**** Data listing
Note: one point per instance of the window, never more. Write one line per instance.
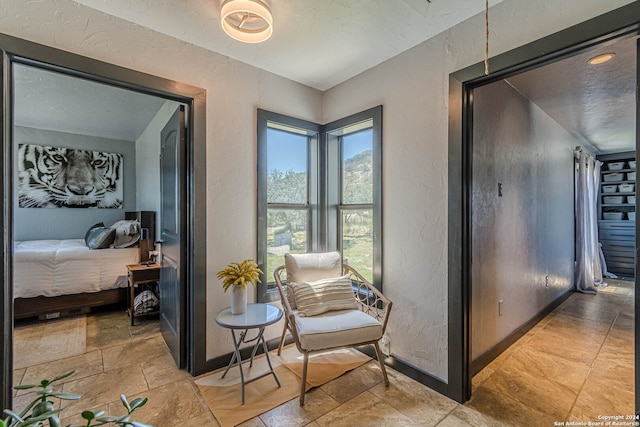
(319, 189)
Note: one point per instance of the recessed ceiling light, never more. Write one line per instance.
(601, 59)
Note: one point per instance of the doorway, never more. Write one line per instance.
(623, 21)
(22, 53)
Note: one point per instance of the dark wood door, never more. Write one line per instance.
(172, 229)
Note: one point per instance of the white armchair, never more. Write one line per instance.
(329, 305)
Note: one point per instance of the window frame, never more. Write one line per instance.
(324, 182)
(335, 207)
(313, 140)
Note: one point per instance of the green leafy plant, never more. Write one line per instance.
(240, 274)
(41, 412)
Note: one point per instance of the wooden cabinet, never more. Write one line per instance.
(616, 212)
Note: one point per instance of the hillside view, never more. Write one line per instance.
(287, 228)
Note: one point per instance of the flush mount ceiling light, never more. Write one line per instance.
(248, 21)
(601, 59)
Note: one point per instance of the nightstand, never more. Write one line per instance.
(141, 274)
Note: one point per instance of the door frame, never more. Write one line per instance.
(622, 21)
(17, 50)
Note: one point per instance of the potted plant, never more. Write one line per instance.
(41, 412)
(237, 276)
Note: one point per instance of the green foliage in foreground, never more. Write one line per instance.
(41, 411)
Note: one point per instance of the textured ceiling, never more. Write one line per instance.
(595, 103)
(319, 43)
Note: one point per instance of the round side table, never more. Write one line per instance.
(257, 316)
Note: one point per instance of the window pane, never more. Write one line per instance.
(286, 233)
(357, 240)
(357, 167)
(286, 167)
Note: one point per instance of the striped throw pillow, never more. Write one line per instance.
(321, 296)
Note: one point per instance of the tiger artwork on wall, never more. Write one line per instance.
(57, 177)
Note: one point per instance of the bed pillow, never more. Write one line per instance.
(100, 237)
(96, 225)
(321, 296)
(127, 233)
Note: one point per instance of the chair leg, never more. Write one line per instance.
(381, 362)
(284, 335)
(303, 388)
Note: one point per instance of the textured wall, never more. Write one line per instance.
(69, 223)
(413, 89)
(523, 246)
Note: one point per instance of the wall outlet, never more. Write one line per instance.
(385, 345)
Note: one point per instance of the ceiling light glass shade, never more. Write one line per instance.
(601, 59)
(248, 21)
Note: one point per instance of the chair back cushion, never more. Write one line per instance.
(312, 266)
(321, 296)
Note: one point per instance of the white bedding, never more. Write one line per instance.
(62, 267)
********
- [Work order]:
Would you please copy the lines above, from the one holding "Note: one point per instance of the green foliage" through the last, and nothing else?

- [Task result]:
Note: one point per instance of the green foliage in foreground, never more. Write one line per instance.
(41, 411)
Note: one point per instance of the textured ceiling, never more. Write one line per instance.
(595, 103)
(319, 43)
Note: one point per instance of the round side table, never more. Write one line per instance.
(257, 316)
Note: one point per instance of the window pane, never more. Write one line per instance.
(286, 233)
(357, 240)
(357, 167)
(286, 167)
Note: one point per instance of the striped throw pillow, never more. Write one line per instance.
(321, 296)
Note: one point per instance of the tiger artwork on wall, never more. Write one line per instance.
(57, 177)
Note: one point per instance of the bed pillow, never more. Write one line per instance.
(100, 237)
(96, 225)
(321, 296)
(127, 233)
Note: one point per instance of the chair leg, never more. Write one line per instance.
(381, 362)
(284, 335)
(303, 388)
Note: one point per instance of the textured wall, never more. Write one line per instance.
(69, 223)
(413, 89)
(523, 246)
Note: one point per instance of the wall outlet, never more. Write one line per instance.
(385, 345)
Note: one point per instance of the ceiling light glass shade, never more. Write one line per instance.
(601, 59)
(248, 21)
Note: one point per instance of the chair back cushion, never more. Write one line per instance.
(312, 266)
(321, 296)
Note: one point per instance of the white bedding, never more. Write one line per instance.
(62, 267)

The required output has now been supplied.